→ What is being asked: Render the entries below as a two-column CSV with the header entry_text,answer. Write one row per entry, putting its text and its answer each in a single quoted field, with line breaks replaced by spaces.

→ Collection entries:
+--

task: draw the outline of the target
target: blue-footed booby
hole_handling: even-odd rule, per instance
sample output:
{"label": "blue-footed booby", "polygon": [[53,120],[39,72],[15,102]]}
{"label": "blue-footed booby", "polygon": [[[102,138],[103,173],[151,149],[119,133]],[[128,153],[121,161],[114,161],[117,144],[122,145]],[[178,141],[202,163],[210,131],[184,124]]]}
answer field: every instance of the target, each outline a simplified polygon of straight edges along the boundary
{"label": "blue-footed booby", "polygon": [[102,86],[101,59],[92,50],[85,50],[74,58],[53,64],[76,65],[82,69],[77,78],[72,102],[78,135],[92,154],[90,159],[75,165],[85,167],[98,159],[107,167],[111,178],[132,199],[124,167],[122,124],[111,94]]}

+--

→ Task answer:
entry_text,answer
"task: draw the outline of the target target: blue-footed booby hole_handling: even-odd rule, per instance sample output: {""label"": ""blue-footed booby"", ""polygon"": [[53,120],[39,72],[15,102]]} {""label"": ""blue-footed booby"", ""polygon"": [[[102,138],[103,173],[151,149],[119,133]],[[128,153],[121,161],[114,161],[117,144],[122,145]],[[178,141],[202,163],[210,131],[184,124]]]} answer field: every instance of the target, each outline a simplified polygon of straight edges along the boundary","{""label"": ""blue-footed booby"", ""polygon"": [[102,86],[101,59],[92,50],[85,50],[74,58],[53,64],[76,65],[82,69],[77,78],[72,102],[78,135],[92,154],[90,159],[75,165],[85,167],[98,159],[107,167],[111,178],[132,199],[124,167],[122,124],[111,94]]}"